Boy Meets Boy
Penulis: David Levithan
Penerbit: Alfred A. Knopf
Tebal: 178 halaman
Stew Score: Yummy!
Icip-icip Boy Meets Boy
Saat bertemu dengan Noah di toko buku,
Paul tahu dia merasakan getaran di dalam dirinya. Dan saat Paul tahu
Noah adalah murid baru di sekolahnya, dia berharap semoga dia bisa
mengenal lebih jauh cowok itu.
Keinginan Paul terkabul, mereka jadi dekat. Noah bahkan mengenalkan dirinya pada orangtua Paul. Mereka resmi pacaran.
Hanya saja, Kyle, mantan Paul, tiba-tiba
merubah sikapnya. Yang dulunya antipati dengan Paul malah… dia terlihat
sangat rapuh. Di suatu pagi, Kyle mengajak Paul bicara. Berdua saja. Di
tempat yang sepi. [Ini kenapa menjurus banget ya kesannya? ]
Sebenarnya Paul hanya bermaksud menghibur Kyle. Tapi tampaknya dia terbawa suasana hingga… dia mencium Kyle!
Sepulang sekolah, Paul menemukan catatan dari Noah di tasnya yang menyiratkan dia tahu apa yang dilakukan Paul.
Kesalahpahaman terjadi ketika Paul
menjelaskannya pada Noah. Noah yang punya masa lalu dengan
ketidaksetiaan jelas langsung menjauhi Paul. Dia tidak ingin hatinya
sakit untuk kedua kalinya. Dia mau Paul mulai saat itu jauh-jauh
darinya.
Paul ingin Noah kembali padanya. Dia ingin Noah percaya lagi padanya. Dia ingin Noah menjadi kekasihnya lagi.

### KUMPULAN DATA:

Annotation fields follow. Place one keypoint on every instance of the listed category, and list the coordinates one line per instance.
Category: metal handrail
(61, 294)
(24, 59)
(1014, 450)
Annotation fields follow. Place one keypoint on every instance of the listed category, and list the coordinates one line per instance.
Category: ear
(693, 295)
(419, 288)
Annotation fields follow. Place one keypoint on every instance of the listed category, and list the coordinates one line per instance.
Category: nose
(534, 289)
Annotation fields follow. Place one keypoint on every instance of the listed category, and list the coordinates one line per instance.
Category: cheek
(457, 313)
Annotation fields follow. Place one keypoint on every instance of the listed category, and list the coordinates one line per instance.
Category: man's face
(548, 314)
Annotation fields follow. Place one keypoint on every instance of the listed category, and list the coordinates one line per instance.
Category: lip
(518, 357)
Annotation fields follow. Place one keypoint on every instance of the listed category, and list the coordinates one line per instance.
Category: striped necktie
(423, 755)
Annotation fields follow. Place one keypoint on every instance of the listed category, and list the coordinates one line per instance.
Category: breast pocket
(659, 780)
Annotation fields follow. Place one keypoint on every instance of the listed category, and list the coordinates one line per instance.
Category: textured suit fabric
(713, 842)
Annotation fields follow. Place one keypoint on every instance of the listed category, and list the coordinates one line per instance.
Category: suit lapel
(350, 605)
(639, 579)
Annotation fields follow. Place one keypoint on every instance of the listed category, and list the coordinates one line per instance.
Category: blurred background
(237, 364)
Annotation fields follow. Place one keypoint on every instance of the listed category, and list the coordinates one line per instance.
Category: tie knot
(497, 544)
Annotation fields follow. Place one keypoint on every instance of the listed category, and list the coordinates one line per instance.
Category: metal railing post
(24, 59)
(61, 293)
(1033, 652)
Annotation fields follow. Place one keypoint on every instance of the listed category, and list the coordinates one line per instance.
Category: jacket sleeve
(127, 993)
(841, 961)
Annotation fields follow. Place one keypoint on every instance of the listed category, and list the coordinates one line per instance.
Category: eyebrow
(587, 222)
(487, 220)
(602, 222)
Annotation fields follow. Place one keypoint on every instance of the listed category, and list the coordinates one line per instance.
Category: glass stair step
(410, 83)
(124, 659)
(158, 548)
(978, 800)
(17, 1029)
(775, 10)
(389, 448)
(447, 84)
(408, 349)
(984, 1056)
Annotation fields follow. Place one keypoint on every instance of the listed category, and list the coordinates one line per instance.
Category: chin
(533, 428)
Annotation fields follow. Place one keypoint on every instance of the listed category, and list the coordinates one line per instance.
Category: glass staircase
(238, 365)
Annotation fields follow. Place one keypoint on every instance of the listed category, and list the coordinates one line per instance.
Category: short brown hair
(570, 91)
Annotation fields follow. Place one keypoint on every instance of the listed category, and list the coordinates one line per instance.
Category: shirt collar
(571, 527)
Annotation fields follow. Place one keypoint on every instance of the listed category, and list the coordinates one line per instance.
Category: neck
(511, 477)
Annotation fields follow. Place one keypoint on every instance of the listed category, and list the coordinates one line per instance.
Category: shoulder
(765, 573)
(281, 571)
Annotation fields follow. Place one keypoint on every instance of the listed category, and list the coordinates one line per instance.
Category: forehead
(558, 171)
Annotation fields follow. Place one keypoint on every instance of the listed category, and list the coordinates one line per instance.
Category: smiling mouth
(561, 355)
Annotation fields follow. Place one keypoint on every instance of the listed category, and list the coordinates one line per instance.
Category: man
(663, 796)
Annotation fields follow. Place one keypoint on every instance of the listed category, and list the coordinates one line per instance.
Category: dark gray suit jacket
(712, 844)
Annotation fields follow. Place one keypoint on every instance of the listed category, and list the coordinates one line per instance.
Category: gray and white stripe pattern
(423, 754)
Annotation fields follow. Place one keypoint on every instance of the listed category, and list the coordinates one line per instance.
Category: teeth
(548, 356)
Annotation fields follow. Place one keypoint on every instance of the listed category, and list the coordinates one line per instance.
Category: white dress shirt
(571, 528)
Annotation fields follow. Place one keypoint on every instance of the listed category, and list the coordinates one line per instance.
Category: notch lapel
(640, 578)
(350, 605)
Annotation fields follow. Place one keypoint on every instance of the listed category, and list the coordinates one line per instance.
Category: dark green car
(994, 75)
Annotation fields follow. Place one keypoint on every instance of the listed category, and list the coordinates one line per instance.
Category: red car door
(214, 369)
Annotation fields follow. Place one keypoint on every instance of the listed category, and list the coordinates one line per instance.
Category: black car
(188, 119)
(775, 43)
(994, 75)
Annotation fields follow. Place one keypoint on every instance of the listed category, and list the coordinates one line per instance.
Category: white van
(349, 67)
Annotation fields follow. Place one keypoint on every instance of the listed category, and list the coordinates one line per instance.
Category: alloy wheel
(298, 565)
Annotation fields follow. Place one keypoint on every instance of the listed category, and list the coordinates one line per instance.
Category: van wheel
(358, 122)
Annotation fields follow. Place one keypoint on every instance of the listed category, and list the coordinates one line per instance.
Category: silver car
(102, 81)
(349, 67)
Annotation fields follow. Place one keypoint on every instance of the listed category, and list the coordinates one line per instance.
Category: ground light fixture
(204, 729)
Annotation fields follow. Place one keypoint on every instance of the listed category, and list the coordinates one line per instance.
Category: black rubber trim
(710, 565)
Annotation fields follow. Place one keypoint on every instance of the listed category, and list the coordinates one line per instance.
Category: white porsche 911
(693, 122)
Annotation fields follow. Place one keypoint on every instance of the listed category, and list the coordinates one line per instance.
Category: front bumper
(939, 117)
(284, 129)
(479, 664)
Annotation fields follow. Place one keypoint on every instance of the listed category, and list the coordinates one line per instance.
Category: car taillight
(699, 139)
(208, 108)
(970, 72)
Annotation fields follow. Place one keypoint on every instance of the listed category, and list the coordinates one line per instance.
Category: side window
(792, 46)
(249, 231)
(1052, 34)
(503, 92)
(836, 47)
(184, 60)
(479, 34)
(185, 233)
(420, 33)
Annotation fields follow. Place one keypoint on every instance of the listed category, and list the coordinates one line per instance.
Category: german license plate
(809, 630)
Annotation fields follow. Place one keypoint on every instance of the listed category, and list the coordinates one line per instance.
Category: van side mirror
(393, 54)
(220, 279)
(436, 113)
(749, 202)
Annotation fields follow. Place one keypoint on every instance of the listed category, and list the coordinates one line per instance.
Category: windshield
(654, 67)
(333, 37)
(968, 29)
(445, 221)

### YANG HARUS DIBUAT:
Salin kembali seluruh ulasan buku Boy Meets Boy di atas kata demi kata, dari baris pertama sampai terakhir.

### CONTOH JAWABAN:
Boy Meets Boy
Penulis: David Levithan
Penerbit: Alfred A. Knopf
Tebal: 178 halaman
Stew Score: Yummy!
Icip-icip Boy Meets Boy
Saat bertemu dengan Noah di toko buku,
Paul tahu dia merasakan getaran di dalam dirinya. Dan saat Paul tahu
Noah adalah murid baru di sekolahnya, dia berharap semoga dia bisa
mengenal lebih jauh cowok itu.
Keinginan Paul terkabul, mereka jadi dekat. Noah bahkan mengenalkan dirinya pada orangtua Paul. Mereka resmi pacaran.
Hanya saja, Kyle, mantan Paul, tiba-tiba
merubah sikapnya. Yang dulunya antipati dengan Paul malah… dia terlihat
sangat rapuh. Di suatu pagi, Kyle mengajak Paul bicara. Berdua saja. Di
tempat yang sepi. [Ini kenapa menjurus banget ya kesannya? ]
Sebenarnya Paul hanya bermaksud menghibur Kyle. Tapi tampaknya dia terbawa suasana hingga… dia mencium Kyle!
Sepulang sekolah, Paul menemukan catatan dari Noah di tasnya yang menyiratkan dia tahu apa yang dilakukan Paul.
Kesalahpahaman terjadi ketika Paul
menjelaskannya pada Noah. Noah yang punya masa lalu dengan
ketidaksetiaan jelas langsung menjauhi Paul. Dia tidak ingin hatinya
sakit untuk kedua kalinya. Dia mau Paul mulai saat itu jauh-jauh
darinya.
Paul ingin Noah kembali padanya. Dia ingin Noah percaya lagi padanya. Dia ingin Noah menjadi kekasihnya lagi.